Supplied passage =>
◇ ◇ ◇ ◇
Personal information
- Listed height: 5 ft 9 in (1.75 m)
- Listed weight: 215 lb (98 kg)

Career information
- High school: Brandon (FL)
- College: Miami

Career history
- 1974: Chicago Fire*
- 1974: Detroit Wheels*
- 1975: Hamilton Tiger-Cats*
- * Offseason and/or practice squad member only

Awards and highlights
- Consensus All-American (1973); Third-team All-American (1972);

= Tony Cristiani =

Tony Cristiani is an American former football defensive lineman. He played college football for the University of Miami. He was a two-time All-American and a consensus All-American in 1973. Cristiani was also a member of the Chicago Fire, Detroit Wheels and Hamilton Tiger-Cats.

==Early life==
Cristiani comes from a family of circus performers and walked the tightrope at an early age. He attended Brandon High School in Brandon, Florida, and played high school football for the Brandon Eagles, earning all-state honors.
◇ ◇ ◇ ◇
Source data =>
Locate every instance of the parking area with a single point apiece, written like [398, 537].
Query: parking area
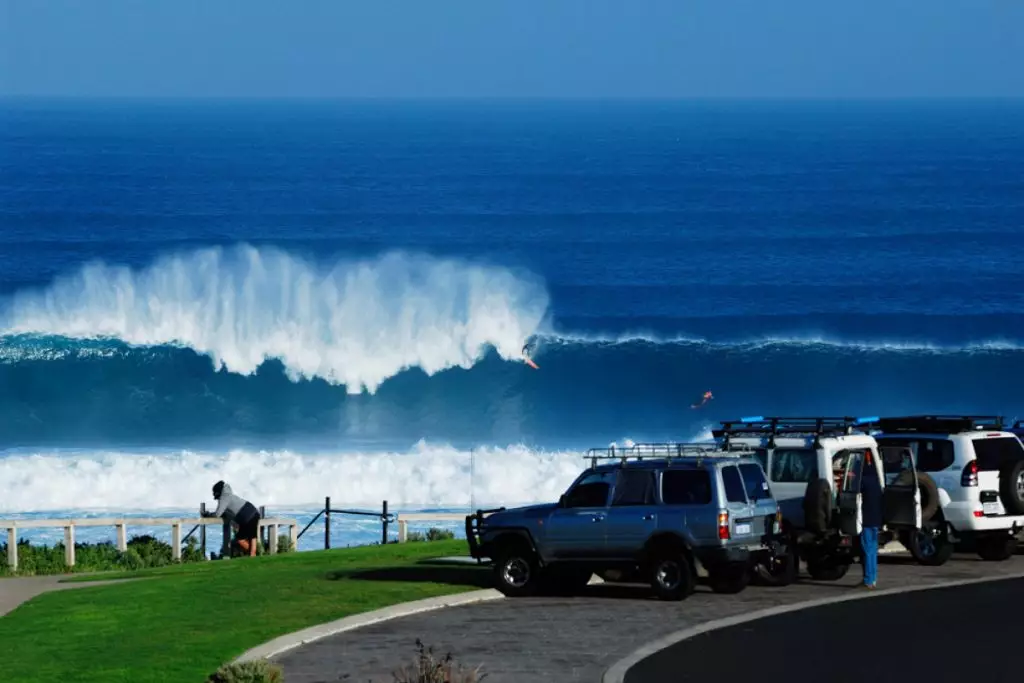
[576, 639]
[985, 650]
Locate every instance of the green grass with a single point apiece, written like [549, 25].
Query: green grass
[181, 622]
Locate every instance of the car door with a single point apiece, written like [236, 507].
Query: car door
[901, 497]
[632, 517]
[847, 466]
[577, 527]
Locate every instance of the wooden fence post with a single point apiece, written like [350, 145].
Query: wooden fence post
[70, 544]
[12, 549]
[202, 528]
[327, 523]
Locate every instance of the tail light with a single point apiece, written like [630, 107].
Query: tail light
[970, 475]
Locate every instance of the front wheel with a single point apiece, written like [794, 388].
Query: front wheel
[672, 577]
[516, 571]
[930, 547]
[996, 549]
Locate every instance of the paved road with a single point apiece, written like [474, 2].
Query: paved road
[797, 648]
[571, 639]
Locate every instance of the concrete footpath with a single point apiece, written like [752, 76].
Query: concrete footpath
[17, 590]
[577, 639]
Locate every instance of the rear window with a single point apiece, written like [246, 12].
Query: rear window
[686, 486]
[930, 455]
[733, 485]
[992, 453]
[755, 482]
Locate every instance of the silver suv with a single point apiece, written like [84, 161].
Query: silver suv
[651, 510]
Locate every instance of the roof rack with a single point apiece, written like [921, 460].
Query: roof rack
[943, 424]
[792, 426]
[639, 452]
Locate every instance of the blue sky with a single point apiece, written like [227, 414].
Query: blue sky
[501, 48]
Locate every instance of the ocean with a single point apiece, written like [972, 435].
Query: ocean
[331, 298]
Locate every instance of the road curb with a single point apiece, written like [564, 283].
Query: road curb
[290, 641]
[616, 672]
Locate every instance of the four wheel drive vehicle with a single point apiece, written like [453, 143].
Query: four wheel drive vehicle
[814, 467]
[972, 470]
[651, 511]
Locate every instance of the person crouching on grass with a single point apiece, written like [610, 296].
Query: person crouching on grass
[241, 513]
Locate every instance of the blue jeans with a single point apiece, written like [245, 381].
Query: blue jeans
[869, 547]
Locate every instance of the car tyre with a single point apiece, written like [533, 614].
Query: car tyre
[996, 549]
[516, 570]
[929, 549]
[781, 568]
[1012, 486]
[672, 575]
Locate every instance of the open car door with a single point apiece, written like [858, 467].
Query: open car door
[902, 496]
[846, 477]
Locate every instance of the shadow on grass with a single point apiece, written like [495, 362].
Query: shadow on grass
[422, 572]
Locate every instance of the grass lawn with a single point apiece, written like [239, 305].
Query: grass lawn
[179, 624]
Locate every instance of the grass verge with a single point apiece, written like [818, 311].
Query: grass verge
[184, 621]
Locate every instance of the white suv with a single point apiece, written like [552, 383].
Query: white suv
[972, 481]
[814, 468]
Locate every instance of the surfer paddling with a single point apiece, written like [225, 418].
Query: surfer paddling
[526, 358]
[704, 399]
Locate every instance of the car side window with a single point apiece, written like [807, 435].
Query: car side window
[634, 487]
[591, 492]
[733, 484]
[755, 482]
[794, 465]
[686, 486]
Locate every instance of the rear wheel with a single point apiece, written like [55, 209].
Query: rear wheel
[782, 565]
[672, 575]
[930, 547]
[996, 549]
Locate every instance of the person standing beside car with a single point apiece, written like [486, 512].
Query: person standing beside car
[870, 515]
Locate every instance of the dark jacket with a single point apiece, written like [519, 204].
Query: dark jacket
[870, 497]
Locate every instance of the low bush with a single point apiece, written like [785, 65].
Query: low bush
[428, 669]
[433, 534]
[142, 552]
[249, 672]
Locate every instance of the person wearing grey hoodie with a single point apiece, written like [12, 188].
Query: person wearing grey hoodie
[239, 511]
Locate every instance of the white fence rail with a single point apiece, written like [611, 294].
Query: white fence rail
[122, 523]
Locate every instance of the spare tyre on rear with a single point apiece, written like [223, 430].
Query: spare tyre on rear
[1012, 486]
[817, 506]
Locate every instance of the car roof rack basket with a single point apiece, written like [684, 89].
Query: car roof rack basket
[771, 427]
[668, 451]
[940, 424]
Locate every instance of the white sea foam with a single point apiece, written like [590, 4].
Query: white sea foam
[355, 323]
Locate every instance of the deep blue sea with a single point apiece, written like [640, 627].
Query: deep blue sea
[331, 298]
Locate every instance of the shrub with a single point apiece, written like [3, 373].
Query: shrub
◇ ◇ ◇ ◇
The task => Resume the text on Tony Cristiani, picking up right after its final sentence. The material comes from a different source than the text about Tony Cristiani.

Result of this task =>
==College career==
Cristiani received an athletic scholarship to attend the University of Miami, where he played for the Miami Hurricanes football team. He was a consensus first-team All-American in 1973. He had 102 tackles as a senior. Cristiani had 84 tackles and 15 quarterback sacks in 1972. He had 279 total tackles in his career at the University of Miami. Cristiani was inducted into the University of Miami Sports Hall of Fame in 1991.

==Professional career==
Crisitani spent time with the Chicago Fire and but was released after three days in camp in 1974.

He was a member of the Detroit Wheels of the World Football League in 1974.

Cristiani was signed by the Hamilton Tiger-Cats of the Canadian Football League in May 1975.